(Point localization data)
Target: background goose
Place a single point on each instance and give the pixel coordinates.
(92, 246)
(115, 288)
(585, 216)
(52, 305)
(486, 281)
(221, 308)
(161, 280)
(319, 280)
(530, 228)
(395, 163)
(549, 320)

Your objective: Repeat every record, keeping each word and mark exactly as it is.

Exercise response:
Target: background goose
Place a single point on each instance and give the pixel coordinates.
(92, 246)
(115, 288)
(585, 216)
(52, 305)
(486, 281)
(221, 308)
(161, 280)
(319, 280)
(530, 228)
(395, 163)
(549, 320)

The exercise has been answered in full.